The 1998 season was very weak compared to the 1997 season; this was due to the strong El Niño in the previous season. During the 1998 season, a total of 28 tropical depressions developed across the western Pacific basin. Of those 28 depressions, a total of 18 strengthened into tropical storms of which 9 further intensified into typhoons. The first tropical cyclone developed on May 28, marking the third latest start to any Pacific typhoon season on record, and the last one dissipated on December 22. The Philippine region also set a record: with only eleven storms forming or moving into its area of responsibility, PAGASA had its quietest season on record, later tying with the 2010 and 2023 seasons. Overall inactivity was caused by an unusually strong La Niña, which also fueled a hyperactive Atlantic hurricane season that year.

********

* AIM 1:
Rewrite the passage on the 1998 typhoon season starting at "The 1998 season was" and ending at "season that year.", substituting "systems" for every occurrence of "depressions".
* AIM 2:
In one to three sentences, explain what the passage on the 1998 typhoon season gives as the cause of the season's overall inactivity.

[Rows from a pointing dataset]
********

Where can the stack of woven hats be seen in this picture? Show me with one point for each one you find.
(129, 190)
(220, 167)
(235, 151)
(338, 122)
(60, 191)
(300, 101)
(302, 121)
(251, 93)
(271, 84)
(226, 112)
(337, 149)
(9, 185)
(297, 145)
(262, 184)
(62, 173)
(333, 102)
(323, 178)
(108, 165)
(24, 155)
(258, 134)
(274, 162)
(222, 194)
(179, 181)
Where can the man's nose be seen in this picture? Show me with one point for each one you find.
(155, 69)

********

* CORRECT RESPONSE 1:
The 1998 season was very weak compared to the 1997 season; this was due to the strong El Niño in the previous season. During the 1998 season, a total of 28 tropical systems developed across the western Pacific basin. Of those 28 systems, a total of 18 strengthened into tropical storms of which 9 further intensified into typhoons. The first tropical cyclone developed on May 28, marking the third latest start to any Pacific typhoon season on record, and the last one dissipated on December 22. The Philippine region also set a record: with only eleven storms forming or moving into its area of responsibility, PAGASA had its quietest season on record, later tying with the 2010 and 2023 seasons. Overall inactivity was caused by an unusually strong La Niña, which also fueled a hyperactive Atlantic hurricane season that year.

* CORRECT RESPONSE 2:
The overall inactivity was caused by an unusually strong La Niña. That same La Niña also fueled a hyperactive Atlantic hurricane season that year.